*** Records to process ***
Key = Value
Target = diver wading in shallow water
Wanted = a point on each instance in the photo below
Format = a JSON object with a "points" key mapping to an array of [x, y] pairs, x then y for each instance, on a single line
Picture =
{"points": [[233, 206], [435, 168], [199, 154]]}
***
*** Records to process ***
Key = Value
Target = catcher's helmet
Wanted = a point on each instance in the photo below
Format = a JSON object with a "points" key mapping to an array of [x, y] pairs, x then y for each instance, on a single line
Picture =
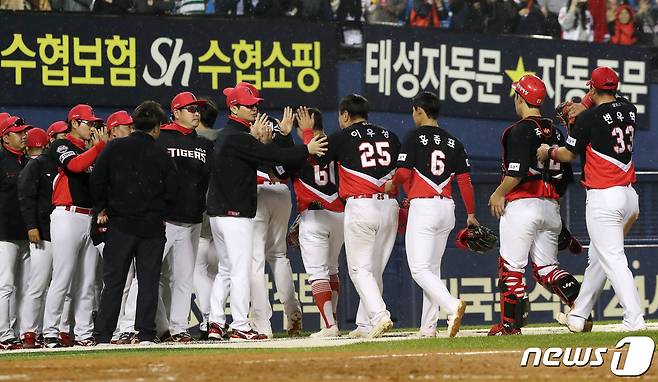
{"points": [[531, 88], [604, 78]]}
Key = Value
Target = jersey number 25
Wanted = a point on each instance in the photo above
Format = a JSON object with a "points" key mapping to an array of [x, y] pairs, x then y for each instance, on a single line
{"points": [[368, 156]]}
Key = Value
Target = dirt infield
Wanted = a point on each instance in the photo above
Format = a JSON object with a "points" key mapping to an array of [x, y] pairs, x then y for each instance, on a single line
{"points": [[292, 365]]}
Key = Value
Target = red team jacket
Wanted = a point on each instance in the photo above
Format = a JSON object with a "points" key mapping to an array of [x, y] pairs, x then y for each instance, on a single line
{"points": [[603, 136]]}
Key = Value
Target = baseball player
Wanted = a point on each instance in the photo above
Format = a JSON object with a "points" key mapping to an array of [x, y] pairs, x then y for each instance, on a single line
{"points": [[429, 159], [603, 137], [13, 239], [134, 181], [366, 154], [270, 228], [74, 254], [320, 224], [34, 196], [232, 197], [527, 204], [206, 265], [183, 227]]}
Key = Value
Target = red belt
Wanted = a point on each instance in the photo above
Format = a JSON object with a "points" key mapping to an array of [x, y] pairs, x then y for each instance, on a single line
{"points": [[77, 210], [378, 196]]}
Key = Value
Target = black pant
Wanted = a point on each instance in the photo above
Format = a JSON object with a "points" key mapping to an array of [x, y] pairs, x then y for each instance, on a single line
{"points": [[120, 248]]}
***
*** Records to process ***
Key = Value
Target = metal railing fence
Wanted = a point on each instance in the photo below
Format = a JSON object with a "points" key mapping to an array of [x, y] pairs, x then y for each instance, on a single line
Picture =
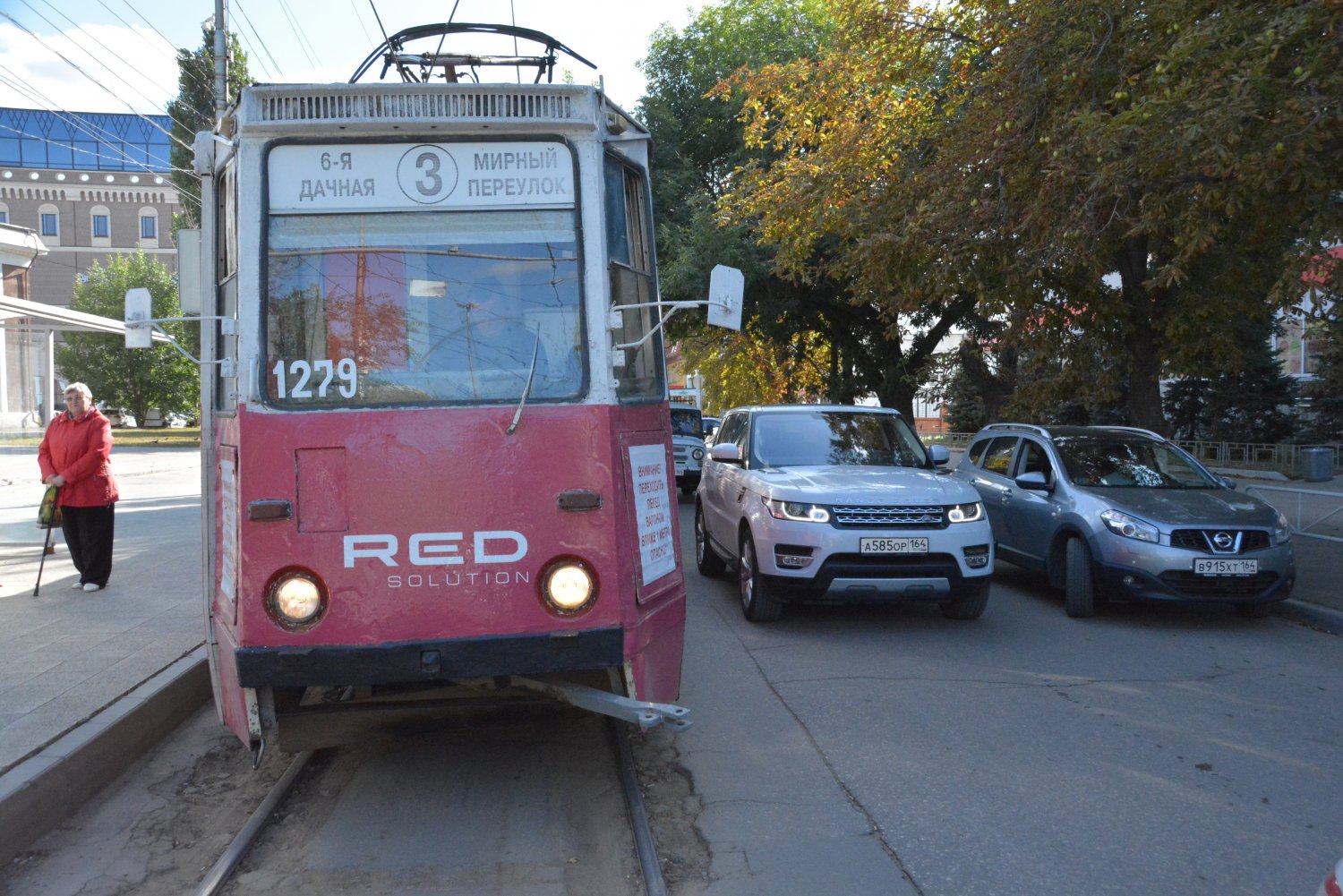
***
▶ _Exercise objective_:
Return every line from the rows above that contains the string "Target", copying each such line in full.

▶ _Task answer_:
Target = diver wading in shallow water
Target = catcher's helmet
Target = jersey number 25
Target = dirt infield
Target = red team jacket
Target = baseball player
Target = red belt
Target = black pant
Target = metal railing fence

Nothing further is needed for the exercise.